## [Written instruction]
Please reproduce, word for word, only the lines of the records below from the line containing "the blurred orange" through the line containing "[[348, 220], [336, 191], [290, 189]]", both included.

(Object position labeling records)
* * * * * * *
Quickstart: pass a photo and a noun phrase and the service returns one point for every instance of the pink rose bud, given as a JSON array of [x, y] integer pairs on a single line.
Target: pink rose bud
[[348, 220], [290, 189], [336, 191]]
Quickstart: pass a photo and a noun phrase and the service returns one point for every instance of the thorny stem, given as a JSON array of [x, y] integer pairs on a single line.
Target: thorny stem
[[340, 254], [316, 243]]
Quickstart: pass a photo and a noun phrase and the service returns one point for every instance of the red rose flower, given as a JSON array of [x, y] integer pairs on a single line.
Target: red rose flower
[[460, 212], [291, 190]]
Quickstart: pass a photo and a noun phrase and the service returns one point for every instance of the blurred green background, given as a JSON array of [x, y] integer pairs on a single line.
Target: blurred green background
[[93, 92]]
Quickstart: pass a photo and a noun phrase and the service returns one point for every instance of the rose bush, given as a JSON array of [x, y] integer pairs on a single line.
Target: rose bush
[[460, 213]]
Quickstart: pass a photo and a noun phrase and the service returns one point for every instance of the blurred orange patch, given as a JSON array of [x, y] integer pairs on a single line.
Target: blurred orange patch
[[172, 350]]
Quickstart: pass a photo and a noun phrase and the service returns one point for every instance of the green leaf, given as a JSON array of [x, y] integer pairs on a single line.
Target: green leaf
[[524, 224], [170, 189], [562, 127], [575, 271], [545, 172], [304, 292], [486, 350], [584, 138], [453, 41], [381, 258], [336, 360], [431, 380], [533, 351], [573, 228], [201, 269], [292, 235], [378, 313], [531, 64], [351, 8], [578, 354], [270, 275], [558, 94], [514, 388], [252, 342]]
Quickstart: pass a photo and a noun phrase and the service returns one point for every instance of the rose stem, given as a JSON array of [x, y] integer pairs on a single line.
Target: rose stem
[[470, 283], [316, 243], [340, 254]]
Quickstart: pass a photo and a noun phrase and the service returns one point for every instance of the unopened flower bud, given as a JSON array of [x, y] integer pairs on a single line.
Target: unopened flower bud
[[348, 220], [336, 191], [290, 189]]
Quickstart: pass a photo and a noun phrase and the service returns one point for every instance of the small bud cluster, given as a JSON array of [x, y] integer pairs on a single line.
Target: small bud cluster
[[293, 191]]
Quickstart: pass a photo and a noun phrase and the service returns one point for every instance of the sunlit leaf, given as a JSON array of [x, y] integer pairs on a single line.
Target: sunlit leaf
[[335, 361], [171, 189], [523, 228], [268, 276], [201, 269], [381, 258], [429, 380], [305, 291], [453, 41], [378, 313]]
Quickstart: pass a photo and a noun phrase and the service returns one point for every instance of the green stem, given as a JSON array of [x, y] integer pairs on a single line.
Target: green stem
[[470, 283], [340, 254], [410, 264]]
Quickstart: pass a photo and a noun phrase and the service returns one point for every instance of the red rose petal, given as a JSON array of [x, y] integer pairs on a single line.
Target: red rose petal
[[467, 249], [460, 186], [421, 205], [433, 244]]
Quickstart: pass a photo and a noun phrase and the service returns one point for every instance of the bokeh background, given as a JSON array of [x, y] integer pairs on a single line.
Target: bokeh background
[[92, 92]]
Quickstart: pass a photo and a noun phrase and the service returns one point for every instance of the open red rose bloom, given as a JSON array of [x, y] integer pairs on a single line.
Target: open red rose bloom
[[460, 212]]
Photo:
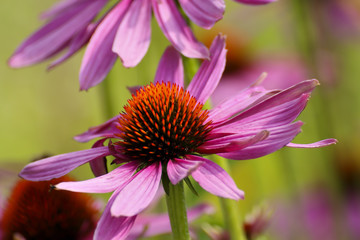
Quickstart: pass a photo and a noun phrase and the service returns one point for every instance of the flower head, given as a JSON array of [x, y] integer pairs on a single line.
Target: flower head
[[124, 30], [164, 130]]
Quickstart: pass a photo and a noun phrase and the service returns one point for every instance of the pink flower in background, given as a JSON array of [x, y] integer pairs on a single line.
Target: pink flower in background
[[34, 211], [124, 31], [165, 130]]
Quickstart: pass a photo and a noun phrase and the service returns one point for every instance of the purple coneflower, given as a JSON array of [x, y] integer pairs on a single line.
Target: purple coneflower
[[164, 131], [124, 30], [35, 211]]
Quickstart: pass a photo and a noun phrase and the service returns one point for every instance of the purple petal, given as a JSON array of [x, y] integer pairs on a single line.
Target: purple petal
[[279, 137], [133, 35], [210, 71], [176, 30], [223, 145], [106, 129], [50, 38], [297, 91], [152, 225], [170, 68], [276, 116], [99, 58], [58, 8], [255, 2], [116, 179], [133, 89], [78, 42], [238, 103], [322, 143], [110, 227], [215, 180], [179, 169], [138, 194], [99, 165], [204, 13], [57, 166]]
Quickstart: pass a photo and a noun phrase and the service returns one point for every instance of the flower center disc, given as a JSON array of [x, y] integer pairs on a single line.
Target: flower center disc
[[162, 122]]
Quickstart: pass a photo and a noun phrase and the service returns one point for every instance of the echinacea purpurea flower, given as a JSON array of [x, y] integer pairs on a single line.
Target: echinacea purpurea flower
[[165, 130]]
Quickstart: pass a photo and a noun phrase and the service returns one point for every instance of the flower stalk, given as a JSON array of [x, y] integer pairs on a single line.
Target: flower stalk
[[230, 209], [175, 201]]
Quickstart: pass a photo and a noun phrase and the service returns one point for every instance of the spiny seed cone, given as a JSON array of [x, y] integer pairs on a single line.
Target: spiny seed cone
[[162, 122]]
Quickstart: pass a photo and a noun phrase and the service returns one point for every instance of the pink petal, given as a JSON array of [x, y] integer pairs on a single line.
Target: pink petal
[[133, 89], [58, 8], [322, 143], [221, 145], [109, 182], [51, 37], [210, 71], [276, 116], [279, 137], [255, 2], [99, 165], [107, 129], [170, 68], [138, 194], [133, 35], [238, 103], [110, 227], [76, 44], [99, 58], [204, 13], [179, 169], [215, 180], [176, 30], [295, 92], [57, 166]]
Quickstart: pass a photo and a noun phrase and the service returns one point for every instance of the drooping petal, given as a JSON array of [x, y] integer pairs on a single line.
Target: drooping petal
[[278, 138], [58, 8], [255, 2], [110, 227], [215, 180], [170, 68], [238, 103], [133, 89], [178, 169], [176, 30], [276, 116], [152, 225], [208, 76], [99, 165], [138, 194], [116, 179], [60, 165], [322, 143], [132, 39], [107, 129], [99, 57], [50, 38], [232, 143], [204, 13], [297, 91]]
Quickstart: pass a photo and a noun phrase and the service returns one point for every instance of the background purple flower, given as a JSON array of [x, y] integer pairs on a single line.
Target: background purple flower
[[122, 31]]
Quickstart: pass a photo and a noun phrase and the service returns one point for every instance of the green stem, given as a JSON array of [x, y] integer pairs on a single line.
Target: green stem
[[230, 208], [105, 93], [175, 200]]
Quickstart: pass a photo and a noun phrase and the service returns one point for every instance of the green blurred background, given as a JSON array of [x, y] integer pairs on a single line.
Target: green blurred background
[[42, 110]]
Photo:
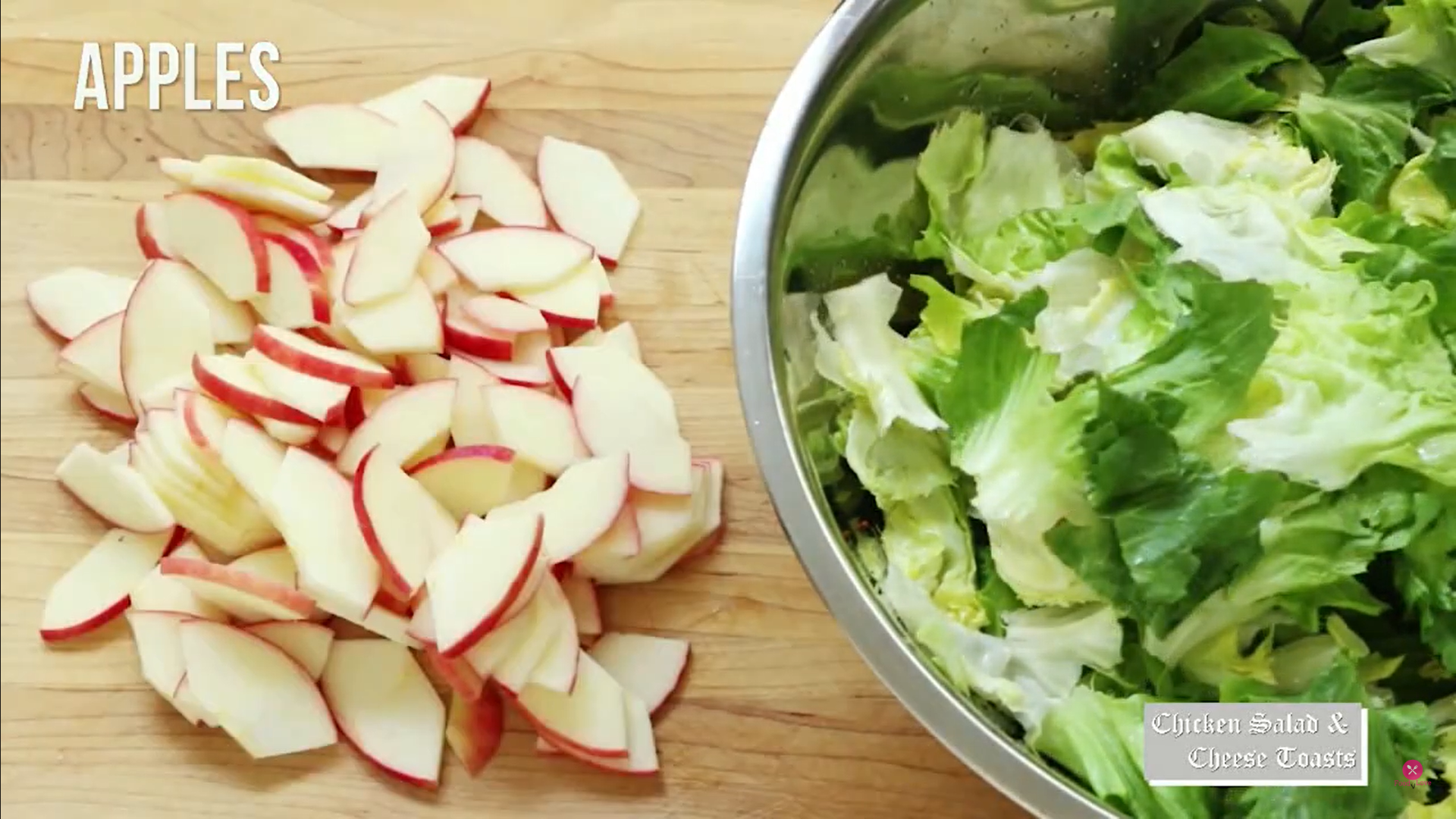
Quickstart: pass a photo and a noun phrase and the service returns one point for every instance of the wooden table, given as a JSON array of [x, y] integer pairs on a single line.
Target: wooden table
[[778, 719]]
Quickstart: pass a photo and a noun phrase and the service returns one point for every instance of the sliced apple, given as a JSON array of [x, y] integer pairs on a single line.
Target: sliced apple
[[261, 695], [98, 588], [590, 719], [612, 417], [117, 493], [95, 354], [109, 404], [580, 507], [152, 232], [410, 426], [267, 172], [436, 273], [159, 649], [405, 322], [313, 509], [322, 401], [73, 299], [504, 315], [243, 595], [459, 99], [587, 196], [313, 359], [650, 668], [308, 643], [475, 729], [582, 594], [468, 335], [471, 480], [386, 708], [475, 582], [417, 164], [256, 196], [573, 302], [299, 297], [402, 525], [165, 327], [340, 137], [220, 240], [386, 253], [523, 259], [468, 209], [509, 197]]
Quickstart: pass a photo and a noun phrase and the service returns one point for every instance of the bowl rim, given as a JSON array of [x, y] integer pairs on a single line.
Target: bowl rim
[[1003, 763]]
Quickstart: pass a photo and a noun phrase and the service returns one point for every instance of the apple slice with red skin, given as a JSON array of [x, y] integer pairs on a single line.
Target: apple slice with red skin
[[582, 594], [262, 698], [410, 426], [573, 302], [386, 708], [329, 363], [641, 760], [117, 493], [73, 299], [475, 729], [468, 209], [338, 137], [471, 337], [590, 719], [93, 356], [111, 406], [509, 197], [514, 259], [166, 325], [386, 253], [308, 643], [232, 381], [504, 315], [322, 401], [313, 507], [402, 525], [587, 196], [541, 428], [299, 297], [471, 480], [152, 232], [98, 588], [580, 507], [220, 240], [243, 595], [419, 162], [456, 673], [650, 668], [457, 99], [405, 322], [475, 582]]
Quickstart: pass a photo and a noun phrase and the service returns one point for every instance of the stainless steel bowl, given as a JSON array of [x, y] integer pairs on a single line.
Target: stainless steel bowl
[[1065, 42]]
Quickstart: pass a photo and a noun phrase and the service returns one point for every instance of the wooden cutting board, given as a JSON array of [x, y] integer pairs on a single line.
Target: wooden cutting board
[[778, 719]]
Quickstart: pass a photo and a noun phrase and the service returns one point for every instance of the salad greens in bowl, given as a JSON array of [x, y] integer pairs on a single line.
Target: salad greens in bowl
[[1141, 391]]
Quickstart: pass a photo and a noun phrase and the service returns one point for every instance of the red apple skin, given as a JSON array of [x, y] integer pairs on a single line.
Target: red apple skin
[[475, 343], [459, 675], [76, 630], [300, 362], [274, 592], [492, 618], [391, 577], [248, 403]]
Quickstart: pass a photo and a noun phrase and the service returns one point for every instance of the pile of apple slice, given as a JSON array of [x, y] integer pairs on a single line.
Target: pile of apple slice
[[381, 452]]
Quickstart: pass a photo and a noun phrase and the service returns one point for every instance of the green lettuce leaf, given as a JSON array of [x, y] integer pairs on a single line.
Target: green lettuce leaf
[[1222, 74]]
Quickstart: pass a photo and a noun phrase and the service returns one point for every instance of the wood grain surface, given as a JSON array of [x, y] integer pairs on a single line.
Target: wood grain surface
[[778, 719]]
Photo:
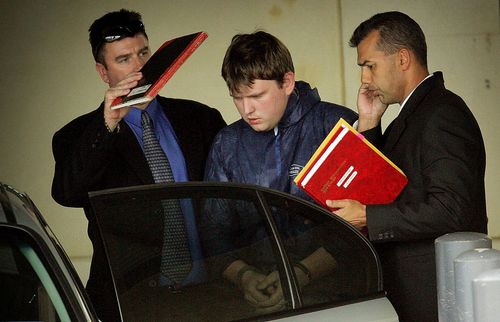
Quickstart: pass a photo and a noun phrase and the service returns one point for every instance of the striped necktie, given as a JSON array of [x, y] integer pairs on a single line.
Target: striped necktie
[[176, 257]]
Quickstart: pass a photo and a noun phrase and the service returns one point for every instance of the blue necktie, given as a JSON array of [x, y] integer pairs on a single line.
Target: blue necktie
[[176, 257]]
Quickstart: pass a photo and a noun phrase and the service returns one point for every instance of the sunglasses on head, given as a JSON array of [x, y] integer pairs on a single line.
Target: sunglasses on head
[[118, 32]]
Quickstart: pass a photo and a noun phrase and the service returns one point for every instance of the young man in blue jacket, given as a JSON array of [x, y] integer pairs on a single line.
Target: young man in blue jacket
[[283, 122]]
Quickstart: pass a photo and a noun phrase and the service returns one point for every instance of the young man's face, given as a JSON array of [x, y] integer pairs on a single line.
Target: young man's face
[[380, 71], [262, 105], [123, 57]]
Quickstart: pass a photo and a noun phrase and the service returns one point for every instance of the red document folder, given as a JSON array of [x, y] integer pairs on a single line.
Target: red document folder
[[347, 166], [160, 68]]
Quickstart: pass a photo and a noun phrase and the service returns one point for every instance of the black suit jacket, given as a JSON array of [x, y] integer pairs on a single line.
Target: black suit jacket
[[88, 158], [436, 141]]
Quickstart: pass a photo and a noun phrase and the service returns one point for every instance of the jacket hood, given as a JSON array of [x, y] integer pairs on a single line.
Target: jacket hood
[[300, 102]]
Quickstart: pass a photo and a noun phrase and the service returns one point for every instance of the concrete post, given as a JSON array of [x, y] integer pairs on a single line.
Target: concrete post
[[448, 247], [468, 266]]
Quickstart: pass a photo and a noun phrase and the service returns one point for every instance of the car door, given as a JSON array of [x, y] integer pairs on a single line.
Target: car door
[[37, 280], [276, 236]]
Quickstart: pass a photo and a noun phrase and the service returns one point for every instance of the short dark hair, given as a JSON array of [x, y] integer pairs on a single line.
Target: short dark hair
[[397, 30], [127, 23], [258, 55]]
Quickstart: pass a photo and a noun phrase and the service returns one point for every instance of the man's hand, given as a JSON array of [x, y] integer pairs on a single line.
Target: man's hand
[[370, 108], [112, 117], [351, 210], [249, 283]]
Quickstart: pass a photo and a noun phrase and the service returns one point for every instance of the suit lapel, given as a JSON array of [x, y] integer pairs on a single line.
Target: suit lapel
[[131, 152]]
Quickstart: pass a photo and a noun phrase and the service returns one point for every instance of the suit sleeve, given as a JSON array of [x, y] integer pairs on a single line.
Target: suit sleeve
[[444, 161], [82, 151]]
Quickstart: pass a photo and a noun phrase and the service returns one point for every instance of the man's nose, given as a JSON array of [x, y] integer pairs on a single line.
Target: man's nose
[[138, 63], [248, 107], [365, 76]]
* * * * * * *
## [Result below]
Quickstart: pass a photo and a noun phrase and the service returns one point for every instance of the blurred orange patch, given as a JSON array of [x, y] integer pairs on a single line.
Target: blurred orange patch
[[172, 350]]
Quickstart: pass a photo and a noun phrase and the service returns one point for every instance of the green leaf, given as a JSON array of [x, y] integer pairs on a single line.
Target: green leaf
[[524, 224], [170, 189], [562, 127], [575, 271], [545, 172], [304, 292], [486, 350], [584, 138], [453, 41], [381, 258], [336, 360], [431, 380], [533, 351], [573, 228], [201, 269], [292, 235], [378, 313], [531, 64], [351, 8], [578, 354], [270, 275], [558, 94], [514, 388], [252, 342]]
Quickstart: pass a photo and a noun phrase and the service returns one point for every instance of the rose stem, given as a JSON array of [x, y] integer pairs on a single line.
Target: rose stem
[[470, 283], [316, 243], [340, 254]]
Quickstart: pass a photo and a noun phrase and the service returns one point for every instance of the unopened flower bud, given as a JSON array of [x, y] integer pairs on a single line.
Target: unopened flower bud
[[348, 220], [336, 191], [290, 189]]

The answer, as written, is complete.